▸ Task to complete: Which lines below contain the string "benz"? Copy each of those lines in full.

[Image location labeling entries]
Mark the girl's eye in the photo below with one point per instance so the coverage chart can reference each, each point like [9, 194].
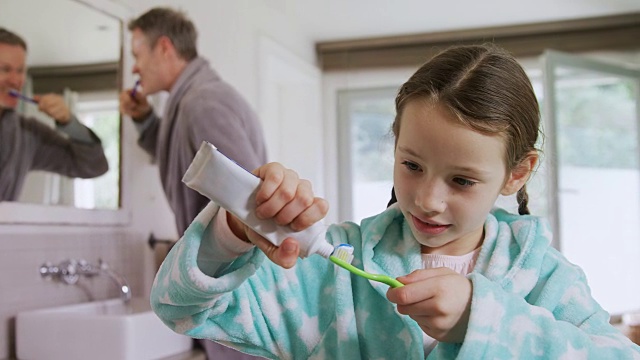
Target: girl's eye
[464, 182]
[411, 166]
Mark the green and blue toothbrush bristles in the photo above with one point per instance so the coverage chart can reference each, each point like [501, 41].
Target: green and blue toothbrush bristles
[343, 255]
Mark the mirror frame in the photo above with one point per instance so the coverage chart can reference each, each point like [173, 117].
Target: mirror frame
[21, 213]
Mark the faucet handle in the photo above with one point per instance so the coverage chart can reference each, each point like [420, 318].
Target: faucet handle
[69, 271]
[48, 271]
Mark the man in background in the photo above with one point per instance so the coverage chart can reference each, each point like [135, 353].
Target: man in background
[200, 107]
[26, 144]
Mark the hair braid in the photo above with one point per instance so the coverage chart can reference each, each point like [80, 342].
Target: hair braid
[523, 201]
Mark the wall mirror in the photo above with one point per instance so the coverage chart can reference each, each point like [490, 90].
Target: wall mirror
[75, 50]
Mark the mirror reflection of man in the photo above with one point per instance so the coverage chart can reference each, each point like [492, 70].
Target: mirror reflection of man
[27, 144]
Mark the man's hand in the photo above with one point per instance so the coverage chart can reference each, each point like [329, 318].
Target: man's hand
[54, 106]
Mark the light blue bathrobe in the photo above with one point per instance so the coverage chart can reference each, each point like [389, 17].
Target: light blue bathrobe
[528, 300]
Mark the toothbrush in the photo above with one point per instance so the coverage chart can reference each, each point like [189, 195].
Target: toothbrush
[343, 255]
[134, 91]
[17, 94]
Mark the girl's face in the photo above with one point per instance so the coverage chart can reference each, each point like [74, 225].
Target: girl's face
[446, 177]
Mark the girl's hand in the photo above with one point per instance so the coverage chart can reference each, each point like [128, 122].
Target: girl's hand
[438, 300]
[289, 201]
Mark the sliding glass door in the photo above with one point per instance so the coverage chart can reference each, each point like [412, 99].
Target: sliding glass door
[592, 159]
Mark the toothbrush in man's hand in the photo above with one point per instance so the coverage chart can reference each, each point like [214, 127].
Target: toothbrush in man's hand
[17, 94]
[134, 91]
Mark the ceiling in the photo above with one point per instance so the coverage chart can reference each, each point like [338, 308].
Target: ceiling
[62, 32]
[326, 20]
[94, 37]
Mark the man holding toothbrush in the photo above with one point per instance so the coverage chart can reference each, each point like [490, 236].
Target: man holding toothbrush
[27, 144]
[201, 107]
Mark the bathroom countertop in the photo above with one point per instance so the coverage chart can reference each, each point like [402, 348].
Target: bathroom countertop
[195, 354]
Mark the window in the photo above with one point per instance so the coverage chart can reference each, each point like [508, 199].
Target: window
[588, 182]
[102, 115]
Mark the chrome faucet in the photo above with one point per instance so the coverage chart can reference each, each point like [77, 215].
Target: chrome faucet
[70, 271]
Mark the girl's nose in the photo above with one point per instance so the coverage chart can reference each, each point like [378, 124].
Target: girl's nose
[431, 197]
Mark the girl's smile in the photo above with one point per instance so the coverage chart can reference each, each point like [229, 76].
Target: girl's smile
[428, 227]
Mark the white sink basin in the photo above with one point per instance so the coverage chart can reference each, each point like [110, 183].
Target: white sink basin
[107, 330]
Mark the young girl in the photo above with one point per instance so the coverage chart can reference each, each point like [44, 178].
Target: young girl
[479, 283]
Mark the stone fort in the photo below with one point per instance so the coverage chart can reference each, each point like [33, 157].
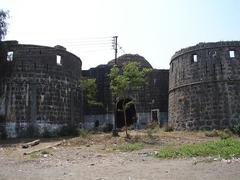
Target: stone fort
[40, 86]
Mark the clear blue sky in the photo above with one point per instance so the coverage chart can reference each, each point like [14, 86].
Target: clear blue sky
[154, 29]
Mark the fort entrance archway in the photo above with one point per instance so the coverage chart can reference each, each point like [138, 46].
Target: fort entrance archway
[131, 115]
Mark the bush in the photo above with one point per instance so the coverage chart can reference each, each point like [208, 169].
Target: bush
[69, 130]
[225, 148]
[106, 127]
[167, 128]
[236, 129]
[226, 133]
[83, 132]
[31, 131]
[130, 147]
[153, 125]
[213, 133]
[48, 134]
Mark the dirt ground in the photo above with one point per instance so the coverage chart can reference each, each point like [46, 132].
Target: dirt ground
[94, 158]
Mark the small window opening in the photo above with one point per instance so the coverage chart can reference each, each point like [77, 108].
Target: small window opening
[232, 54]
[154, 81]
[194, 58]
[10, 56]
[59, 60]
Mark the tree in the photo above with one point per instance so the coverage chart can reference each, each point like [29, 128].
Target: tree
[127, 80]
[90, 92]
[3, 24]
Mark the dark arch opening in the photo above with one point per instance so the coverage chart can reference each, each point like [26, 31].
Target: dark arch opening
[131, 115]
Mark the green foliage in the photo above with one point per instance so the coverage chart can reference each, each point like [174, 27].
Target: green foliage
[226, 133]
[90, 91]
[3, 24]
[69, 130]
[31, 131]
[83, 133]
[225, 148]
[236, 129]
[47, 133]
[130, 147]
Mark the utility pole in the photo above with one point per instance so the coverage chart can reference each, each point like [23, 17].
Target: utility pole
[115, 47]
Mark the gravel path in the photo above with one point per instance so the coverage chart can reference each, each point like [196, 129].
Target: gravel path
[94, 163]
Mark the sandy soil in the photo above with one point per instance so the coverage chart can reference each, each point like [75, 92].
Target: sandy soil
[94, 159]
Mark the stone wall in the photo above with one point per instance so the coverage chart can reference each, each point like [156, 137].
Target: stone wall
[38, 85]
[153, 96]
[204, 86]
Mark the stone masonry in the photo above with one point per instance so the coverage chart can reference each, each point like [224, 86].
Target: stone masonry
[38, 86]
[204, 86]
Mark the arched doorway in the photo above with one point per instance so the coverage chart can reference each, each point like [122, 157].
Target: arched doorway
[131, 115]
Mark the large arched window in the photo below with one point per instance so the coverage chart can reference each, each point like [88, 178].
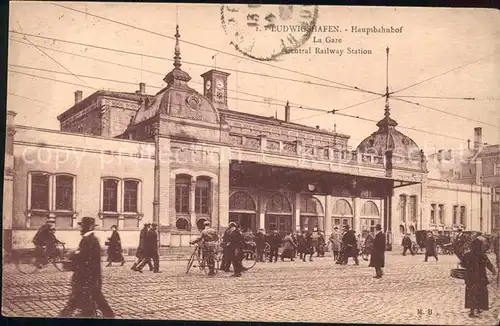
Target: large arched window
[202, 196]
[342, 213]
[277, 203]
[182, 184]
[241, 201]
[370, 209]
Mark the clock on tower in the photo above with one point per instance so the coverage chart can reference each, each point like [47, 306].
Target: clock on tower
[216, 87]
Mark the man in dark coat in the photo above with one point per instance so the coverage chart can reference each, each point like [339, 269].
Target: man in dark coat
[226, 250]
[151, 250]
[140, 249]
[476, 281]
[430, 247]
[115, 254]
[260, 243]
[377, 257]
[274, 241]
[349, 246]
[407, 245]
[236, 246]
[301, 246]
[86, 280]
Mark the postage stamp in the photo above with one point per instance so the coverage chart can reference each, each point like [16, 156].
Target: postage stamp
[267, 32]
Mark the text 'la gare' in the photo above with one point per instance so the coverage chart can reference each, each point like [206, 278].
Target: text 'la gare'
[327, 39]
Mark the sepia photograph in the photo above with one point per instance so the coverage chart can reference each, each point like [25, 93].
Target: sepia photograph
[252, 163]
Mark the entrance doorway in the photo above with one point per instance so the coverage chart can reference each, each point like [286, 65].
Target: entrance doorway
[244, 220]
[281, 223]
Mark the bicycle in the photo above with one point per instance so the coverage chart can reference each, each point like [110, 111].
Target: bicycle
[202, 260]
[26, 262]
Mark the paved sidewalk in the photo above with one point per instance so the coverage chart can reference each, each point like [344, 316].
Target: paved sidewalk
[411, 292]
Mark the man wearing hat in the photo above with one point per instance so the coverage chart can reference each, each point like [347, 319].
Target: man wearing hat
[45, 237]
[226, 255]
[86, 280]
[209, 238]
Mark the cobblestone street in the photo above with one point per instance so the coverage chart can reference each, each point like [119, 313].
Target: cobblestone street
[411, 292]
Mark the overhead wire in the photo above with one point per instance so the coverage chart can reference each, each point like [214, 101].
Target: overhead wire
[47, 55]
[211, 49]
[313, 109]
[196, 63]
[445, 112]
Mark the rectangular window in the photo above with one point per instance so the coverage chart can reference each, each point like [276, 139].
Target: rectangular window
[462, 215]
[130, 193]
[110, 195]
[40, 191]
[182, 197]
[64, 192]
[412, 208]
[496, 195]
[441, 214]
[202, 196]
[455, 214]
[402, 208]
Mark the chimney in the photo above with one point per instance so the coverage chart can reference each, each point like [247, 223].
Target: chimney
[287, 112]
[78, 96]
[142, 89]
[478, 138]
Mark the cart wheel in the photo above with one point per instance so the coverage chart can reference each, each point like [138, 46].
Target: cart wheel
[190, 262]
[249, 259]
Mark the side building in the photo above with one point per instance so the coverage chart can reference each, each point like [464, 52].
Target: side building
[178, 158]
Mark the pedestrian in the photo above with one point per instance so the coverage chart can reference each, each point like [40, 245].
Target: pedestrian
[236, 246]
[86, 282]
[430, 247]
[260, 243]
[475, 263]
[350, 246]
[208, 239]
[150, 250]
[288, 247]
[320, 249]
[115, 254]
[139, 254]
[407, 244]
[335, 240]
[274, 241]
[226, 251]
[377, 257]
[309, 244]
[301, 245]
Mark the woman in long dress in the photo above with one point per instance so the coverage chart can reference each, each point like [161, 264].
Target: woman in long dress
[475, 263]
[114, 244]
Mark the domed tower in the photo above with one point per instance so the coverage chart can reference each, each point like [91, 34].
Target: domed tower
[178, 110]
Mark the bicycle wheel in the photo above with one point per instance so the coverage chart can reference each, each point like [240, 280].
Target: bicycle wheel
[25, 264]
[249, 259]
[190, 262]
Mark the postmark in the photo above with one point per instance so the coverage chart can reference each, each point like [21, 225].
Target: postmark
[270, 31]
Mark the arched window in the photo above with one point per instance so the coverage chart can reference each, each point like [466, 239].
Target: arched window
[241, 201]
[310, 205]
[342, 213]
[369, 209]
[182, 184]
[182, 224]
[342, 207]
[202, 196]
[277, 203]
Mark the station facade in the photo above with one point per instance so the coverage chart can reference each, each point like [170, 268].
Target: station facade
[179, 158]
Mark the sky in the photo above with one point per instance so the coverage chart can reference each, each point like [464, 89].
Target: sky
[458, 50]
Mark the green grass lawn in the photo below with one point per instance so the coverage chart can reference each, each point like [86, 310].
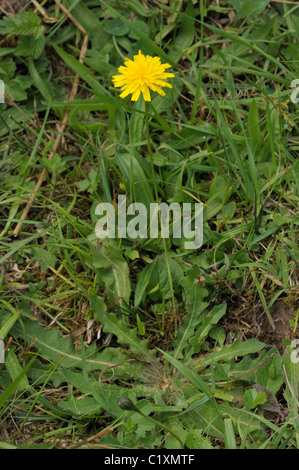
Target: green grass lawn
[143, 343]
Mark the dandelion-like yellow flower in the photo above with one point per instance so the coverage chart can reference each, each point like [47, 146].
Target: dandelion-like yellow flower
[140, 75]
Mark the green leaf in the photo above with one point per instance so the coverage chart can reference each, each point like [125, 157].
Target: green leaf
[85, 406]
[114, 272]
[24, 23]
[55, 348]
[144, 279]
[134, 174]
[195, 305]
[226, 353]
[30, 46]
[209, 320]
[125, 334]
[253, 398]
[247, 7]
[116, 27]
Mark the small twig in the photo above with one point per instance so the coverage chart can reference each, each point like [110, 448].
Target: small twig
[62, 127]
==
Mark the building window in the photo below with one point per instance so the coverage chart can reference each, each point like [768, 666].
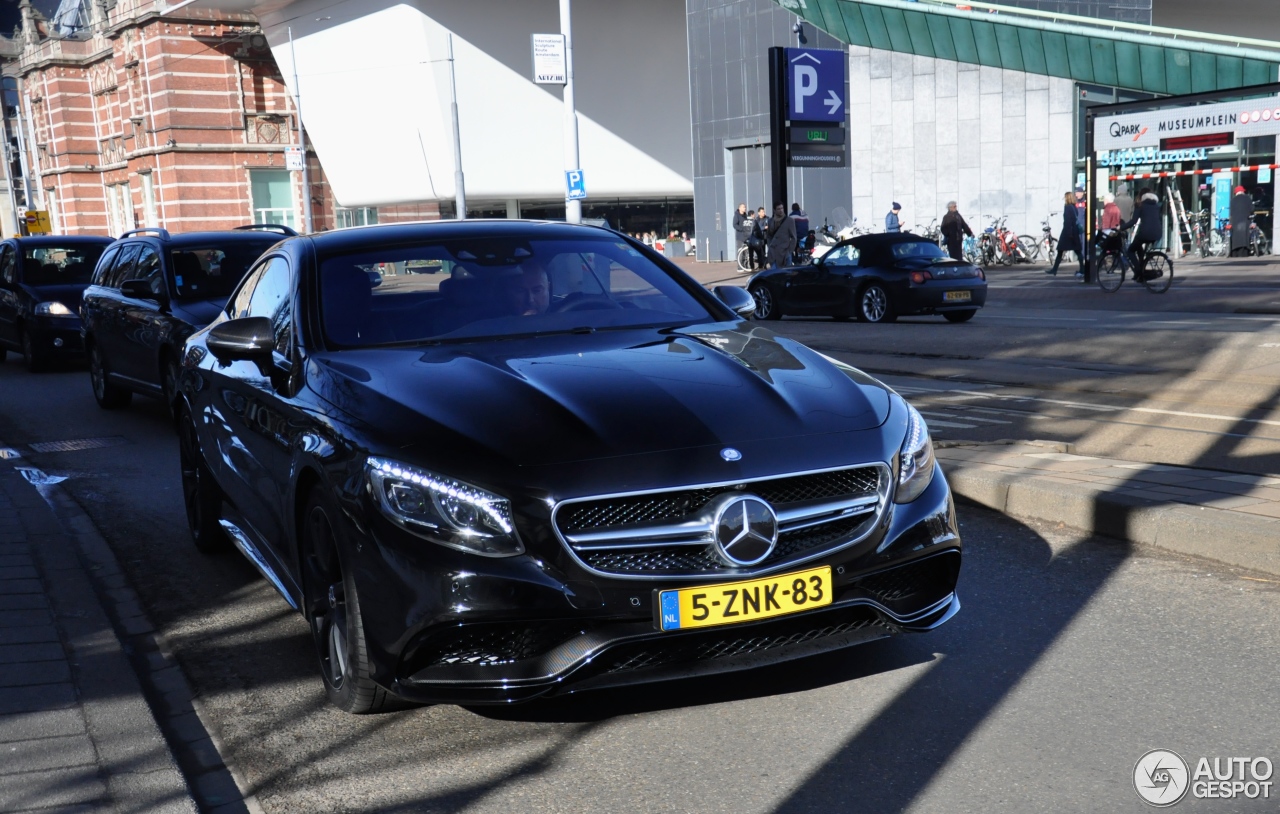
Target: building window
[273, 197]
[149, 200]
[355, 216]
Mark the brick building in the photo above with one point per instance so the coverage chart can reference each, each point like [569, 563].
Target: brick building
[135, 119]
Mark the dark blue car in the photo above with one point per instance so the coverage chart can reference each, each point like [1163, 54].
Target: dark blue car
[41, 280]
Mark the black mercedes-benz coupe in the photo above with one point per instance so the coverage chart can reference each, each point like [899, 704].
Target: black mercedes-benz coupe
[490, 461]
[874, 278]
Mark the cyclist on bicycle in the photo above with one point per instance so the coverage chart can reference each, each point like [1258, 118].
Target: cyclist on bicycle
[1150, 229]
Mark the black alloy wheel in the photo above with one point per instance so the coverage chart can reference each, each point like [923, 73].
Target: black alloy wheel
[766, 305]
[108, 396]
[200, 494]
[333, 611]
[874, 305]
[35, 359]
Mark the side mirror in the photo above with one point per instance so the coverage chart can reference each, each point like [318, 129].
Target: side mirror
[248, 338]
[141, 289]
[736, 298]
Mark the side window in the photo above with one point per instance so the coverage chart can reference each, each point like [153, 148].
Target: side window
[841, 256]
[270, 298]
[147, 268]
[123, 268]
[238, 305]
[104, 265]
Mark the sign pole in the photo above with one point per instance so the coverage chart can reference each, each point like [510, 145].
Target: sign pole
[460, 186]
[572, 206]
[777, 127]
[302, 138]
---
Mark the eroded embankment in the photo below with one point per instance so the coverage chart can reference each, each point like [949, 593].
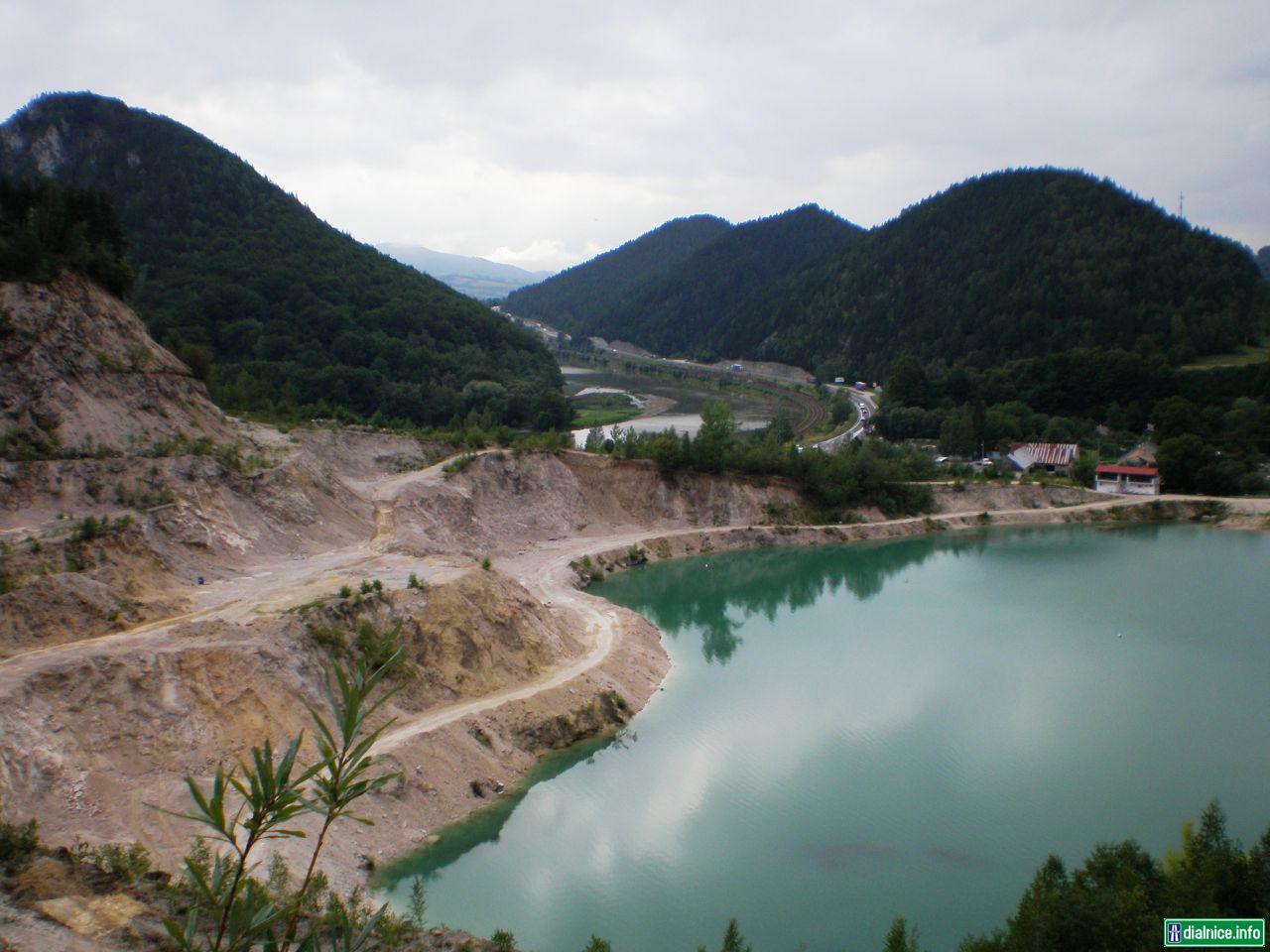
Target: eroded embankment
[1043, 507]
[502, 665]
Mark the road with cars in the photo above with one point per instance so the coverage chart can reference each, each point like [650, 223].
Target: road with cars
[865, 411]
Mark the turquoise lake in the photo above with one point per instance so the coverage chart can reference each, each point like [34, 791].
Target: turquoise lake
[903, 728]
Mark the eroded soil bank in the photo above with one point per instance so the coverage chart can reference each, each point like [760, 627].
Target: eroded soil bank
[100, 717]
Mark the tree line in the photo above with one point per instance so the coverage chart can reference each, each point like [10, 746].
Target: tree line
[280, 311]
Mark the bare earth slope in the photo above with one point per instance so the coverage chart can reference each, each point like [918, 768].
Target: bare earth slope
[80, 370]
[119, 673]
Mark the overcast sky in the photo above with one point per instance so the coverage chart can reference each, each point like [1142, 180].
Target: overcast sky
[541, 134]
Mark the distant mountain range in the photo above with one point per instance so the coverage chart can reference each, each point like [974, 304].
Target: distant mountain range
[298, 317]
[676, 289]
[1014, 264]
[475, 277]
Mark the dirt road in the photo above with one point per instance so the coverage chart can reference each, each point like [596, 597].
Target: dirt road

▸ Answer to this problem:
Mark the black mercedes-benz coupe in the photo above with one point per instance so the coverage chart can reference each, each point like [899, 704].
Target: black mercedes-benz coupe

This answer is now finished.